■ Exercise passage:
Readjusting

This week has been hard. Realizing the dreams and plans that we have been preparing for are not going to happen right now has felt like a punch in the gut! I have said multiple times this week that I feel like Eeyore (from Winnie the Pooh) walking around with a black cloud over my head. Telling neighbors, friends, and family that we are not going anywhere YET has been tough, but the toughest part began on Wednesday evening.

We had rented a storage unit in order to “declutter” and prepare for moving. On Wednesday and Thursday evenings of this week, we emptied that unit out and brought everything back home. Our clean, decluttered, showcase of a house has gotten a bit fuller and our front bedroom looks like one big mess! That has been hard to look at but the most frustrating part is realizing that we are unpacking those boxes here when we had planned and looked so forward to unpacking those items in Florida in our new home.

Exhaustion has also set in. We did not realize how hard and non-stop we had been working until this weekend. I think we were so busy that we did not even realize how tired we were. This weekend, it has hit! I think the whole family could have slept the entire weekend.

We also realized that, now that we have some time to do things that we enjoy, we do not even know where to begin. I LOVE to crochet, but as I have looked over different patterns today, I can not find the motivation to go to the store and purchase the materials that I need to even start a new project. I do not feel like myself quite yet. It is hard when you see yourself in 1 place (in our situation, in Florida) and then things change and you have to reset your vision and focus on some place else.

One thing that we were running short on over the past several months was time. Now we have all of the time in the world (well, almost). It will take some time to accept that we are not going anywhere right now and that is okay. It gives us a chance to reevaluate the things that we really want to do. It will also take some time to unpack the boxes that we planned on unpacking somewhere else, and that is also okay. We will get to it eventually.

Right now we are going to focus on getting our lives back. This week I got groceries for the first time in about 6 weeks. Last night we sat down and watched a movie together as a family for the first time in a month or so. I saw a wonderful quote by Brian Littrell tonight that said, “ On the road of life there are many doors. Some we kick open, some we push, some are locked, and some are wide open….. sometimes it’s the one that you have to knock and wait patiently…. showing your character….”

We have knocked on the door, now we wait patiently for God’s timing for our next adventure.

Written by Kathryn Conrad

2 Comments

  1. Yvonne O'Brien

    June 13, 2017 at 12:09 pm

    Kate, I know this was a change in directions for you and your family. I pray God will give you peace as you faithfully look to Him for the next step. I wish I could help you unpack but as you know, I am having surgery Thursday. I can pray for you and that, my dear friend, is what I will do🙏🏻

    1. kl c

      June 13, 2017 at 12:51 pm

      Thank you so much, Yvonne! That means the world to me. I will be praying for your surgery on Thursday!

■ Records:

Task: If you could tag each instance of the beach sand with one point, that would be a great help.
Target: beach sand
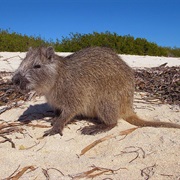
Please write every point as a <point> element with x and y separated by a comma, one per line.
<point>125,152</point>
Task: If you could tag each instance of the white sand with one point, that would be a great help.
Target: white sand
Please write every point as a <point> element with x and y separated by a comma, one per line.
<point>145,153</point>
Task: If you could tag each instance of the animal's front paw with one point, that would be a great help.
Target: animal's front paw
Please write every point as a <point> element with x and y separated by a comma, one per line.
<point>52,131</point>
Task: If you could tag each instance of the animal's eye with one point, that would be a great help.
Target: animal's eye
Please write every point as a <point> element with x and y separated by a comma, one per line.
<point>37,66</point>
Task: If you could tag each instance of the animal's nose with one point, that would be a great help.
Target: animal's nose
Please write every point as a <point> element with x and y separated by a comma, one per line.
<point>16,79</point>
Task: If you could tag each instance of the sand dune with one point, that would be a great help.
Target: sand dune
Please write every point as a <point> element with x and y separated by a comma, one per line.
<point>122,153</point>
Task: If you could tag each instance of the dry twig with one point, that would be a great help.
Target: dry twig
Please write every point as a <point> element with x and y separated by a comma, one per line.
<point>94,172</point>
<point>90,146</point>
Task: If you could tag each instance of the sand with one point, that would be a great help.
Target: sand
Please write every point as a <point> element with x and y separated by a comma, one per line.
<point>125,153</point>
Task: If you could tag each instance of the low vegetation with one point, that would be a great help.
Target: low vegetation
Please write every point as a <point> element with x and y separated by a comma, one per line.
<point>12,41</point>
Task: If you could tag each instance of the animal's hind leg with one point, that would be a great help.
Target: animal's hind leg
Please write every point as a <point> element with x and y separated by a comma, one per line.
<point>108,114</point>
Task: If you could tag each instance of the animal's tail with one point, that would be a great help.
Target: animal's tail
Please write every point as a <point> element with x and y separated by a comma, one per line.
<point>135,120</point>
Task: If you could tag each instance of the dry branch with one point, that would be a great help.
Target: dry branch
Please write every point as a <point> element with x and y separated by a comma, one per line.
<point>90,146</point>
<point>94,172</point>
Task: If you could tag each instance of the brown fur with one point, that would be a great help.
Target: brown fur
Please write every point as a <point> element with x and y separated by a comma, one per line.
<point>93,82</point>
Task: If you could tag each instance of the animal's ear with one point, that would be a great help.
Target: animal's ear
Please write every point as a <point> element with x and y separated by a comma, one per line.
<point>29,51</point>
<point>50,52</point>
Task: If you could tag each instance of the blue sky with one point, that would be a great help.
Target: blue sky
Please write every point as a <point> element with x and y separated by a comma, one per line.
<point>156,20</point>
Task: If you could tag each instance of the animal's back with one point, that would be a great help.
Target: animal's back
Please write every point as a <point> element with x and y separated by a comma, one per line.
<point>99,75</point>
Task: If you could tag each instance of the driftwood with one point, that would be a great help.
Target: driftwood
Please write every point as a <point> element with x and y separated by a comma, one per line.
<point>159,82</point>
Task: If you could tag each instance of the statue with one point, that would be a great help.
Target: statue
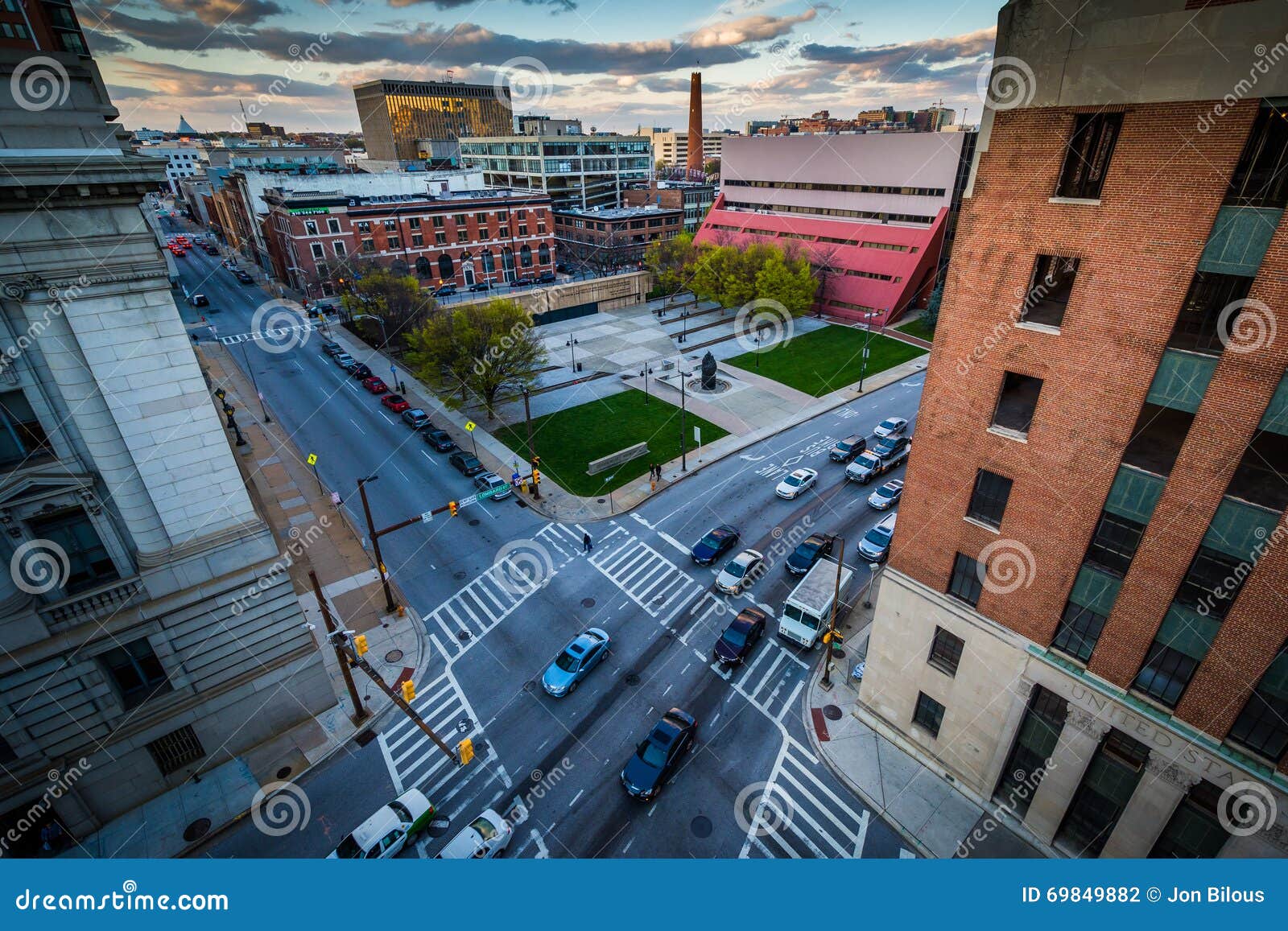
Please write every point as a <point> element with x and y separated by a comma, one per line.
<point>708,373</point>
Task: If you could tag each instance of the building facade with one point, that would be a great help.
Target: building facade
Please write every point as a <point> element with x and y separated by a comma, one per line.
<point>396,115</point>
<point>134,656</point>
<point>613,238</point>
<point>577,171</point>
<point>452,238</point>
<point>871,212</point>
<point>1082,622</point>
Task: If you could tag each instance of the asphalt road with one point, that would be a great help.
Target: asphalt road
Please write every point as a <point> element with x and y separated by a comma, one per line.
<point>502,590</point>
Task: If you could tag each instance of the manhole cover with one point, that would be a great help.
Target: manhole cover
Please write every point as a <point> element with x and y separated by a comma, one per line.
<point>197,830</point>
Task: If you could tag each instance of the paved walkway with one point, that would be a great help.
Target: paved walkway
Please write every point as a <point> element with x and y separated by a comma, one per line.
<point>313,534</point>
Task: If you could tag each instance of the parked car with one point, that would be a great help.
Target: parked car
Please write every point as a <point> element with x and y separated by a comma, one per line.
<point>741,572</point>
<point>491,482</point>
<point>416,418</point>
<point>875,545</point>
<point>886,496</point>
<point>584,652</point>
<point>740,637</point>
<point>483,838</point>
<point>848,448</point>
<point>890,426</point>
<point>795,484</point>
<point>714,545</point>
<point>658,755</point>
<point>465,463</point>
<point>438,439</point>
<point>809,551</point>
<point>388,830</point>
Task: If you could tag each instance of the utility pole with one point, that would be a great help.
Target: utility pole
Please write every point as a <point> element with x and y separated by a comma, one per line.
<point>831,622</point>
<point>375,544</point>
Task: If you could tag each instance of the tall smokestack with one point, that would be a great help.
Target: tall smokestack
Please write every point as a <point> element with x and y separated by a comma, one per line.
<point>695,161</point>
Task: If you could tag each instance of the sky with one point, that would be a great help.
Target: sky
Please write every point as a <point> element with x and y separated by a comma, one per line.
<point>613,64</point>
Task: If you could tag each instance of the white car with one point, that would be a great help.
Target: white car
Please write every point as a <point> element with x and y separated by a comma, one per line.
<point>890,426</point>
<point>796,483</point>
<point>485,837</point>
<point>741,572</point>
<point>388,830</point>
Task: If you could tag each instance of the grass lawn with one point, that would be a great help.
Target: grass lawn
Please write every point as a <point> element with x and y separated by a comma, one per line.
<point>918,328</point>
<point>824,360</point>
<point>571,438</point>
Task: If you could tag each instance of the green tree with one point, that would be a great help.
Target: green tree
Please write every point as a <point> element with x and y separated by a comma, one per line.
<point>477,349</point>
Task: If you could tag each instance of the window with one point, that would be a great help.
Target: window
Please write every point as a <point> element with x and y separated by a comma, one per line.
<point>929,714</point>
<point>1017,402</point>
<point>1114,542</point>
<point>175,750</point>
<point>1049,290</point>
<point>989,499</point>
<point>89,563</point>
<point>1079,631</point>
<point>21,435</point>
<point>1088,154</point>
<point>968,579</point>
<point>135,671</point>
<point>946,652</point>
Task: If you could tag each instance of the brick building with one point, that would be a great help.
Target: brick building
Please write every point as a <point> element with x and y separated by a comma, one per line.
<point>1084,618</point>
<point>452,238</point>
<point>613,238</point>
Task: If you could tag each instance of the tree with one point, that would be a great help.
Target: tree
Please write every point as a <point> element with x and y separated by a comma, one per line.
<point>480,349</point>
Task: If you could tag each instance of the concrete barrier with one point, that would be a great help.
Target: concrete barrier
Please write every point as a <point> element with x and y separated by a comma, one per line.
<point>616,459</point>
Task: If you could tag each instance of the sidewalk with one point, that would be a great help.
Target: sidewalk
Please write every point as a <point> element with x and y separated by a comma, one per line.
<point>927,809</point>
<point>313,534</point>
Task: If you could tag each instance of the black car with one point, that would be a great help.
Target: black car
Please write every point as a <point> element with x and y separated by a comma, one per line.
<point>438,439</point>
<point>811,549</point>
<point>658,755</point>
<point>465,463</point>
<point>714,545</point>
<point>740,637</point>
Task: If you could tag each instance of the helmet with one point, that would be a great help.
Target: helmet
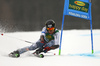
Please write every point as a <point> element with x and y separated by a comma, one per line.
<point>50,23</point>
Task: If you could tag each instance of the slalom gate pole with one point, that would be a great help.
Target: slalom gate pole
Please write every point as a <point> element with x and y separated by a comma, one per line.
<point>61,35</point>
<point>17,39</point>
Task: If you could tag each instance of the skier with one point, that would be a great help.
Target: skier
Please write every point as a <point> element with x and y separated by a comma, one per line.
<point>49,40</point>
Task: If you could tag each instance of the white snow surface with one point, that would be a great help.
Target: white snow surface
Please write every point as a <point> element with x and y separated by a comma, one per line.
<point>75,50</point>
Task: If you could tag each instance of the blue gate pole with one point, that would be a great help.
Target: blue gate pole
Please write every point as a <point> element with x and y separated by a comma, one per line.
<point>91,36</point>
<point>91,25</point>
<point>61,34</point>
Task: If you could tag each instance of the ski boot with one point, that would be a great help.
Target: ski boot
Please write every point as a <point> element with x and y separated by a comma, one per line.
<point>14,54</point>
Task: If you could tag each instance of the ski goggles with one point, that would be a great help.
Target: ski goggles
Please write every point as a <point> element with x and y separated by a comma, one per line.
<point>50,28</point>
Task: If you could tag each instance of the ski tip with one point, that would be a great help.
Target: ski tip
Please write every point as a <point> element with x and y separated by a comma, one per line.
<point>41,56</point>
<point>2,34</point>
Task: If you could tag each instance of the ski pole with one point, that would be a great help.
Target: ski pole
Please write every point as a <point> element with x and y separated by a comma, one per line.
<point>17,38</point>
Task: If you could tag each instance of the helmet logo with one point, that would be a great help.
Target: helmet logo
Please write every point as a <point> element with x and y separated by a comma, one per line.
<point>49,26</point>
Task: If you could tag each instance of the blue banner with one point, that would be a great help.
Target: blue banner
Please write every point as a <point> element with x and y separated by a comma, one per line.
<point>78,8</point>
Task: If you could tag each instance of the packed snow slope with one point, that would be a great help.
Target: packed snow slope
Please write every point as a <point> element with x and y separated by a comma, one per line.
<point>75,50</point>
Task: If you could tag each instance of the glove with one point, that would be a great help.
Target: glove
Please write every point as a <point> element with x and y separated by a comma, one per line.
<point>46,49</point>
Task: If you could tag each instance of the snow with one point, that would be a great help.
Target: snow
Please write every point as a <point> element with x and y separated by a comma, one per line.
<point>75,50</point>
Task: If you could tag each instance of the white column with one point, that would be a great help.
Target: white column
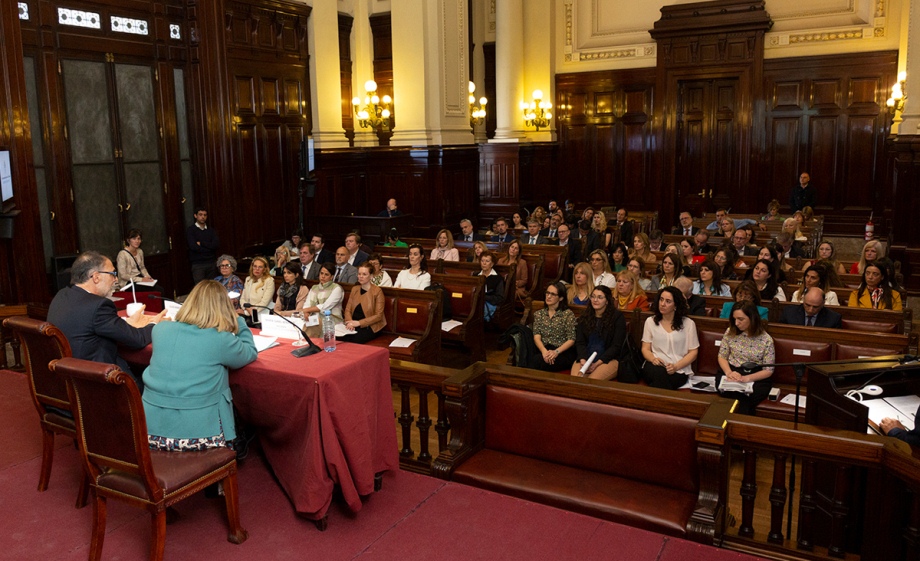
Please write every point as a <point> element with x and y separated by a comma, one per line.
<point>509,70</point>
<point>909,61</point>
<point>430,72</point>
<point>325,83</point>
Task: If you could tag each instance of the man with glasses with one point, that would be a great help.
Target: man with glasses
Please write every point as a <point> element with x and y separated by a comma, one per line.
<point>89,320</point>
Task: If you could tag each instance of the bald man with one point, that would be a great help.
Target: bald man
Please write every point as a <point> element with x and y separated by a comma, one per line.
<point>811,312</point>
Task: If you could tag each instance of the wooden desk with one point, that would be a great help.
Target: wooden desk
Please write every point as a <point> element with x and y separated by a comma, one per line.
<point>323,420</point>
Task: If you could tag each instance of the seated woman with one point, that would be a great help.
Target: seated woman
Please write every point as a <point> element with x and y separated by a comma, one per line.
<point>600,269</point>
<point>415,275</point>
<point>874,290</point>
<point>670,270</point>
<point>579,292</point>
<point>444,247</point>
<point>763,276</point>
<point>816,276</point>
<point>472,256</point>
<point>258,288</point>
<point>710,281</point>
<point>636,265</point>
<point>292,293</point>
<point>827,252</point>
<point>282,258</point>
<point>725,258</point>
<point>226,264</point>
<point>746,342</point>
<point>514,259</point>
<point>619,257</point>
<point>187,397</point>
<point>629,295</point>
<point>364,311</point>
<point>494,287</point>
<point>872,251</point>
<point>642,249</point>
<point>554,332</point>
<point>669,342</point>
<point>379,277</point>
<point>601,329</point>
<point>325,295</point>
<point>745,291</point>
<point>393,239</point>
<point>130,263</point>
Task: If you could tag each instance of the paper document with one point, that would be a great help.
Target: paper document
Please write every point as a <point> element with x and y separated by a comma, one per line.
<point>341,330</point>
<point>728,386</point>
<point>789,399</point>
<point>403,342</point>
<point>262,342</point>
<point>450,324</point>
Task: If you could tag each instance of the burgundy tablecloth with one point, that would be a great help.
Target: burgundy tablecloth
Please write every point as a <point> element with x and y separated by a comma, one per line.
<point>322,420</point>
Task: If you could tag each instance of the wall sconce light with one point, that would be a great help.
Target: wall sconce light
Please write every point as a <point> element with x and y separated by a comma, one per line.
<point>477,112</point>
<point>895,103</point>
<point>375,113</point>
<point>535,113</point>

■ Task set:
1) Please list the kinds of doors described in the quote that appears in the blog post.
2) Answer these questions from the blog post:
(a) What had the family rented to declutter and prepare for moving?
(b) Where had they planned to unpack the boxes?
(c) What is Yvonne O'Brien having on Thursday, according to her comment?

■ Answers by item:
1)
- Ones we kick open
- Ones we push
- Ones that are locked
- Ones that are wide open
- The one you have to knock on and wait patiently

2)
(a) A storage unit.
(b) In Florida, in their new home.
(c) Surgery.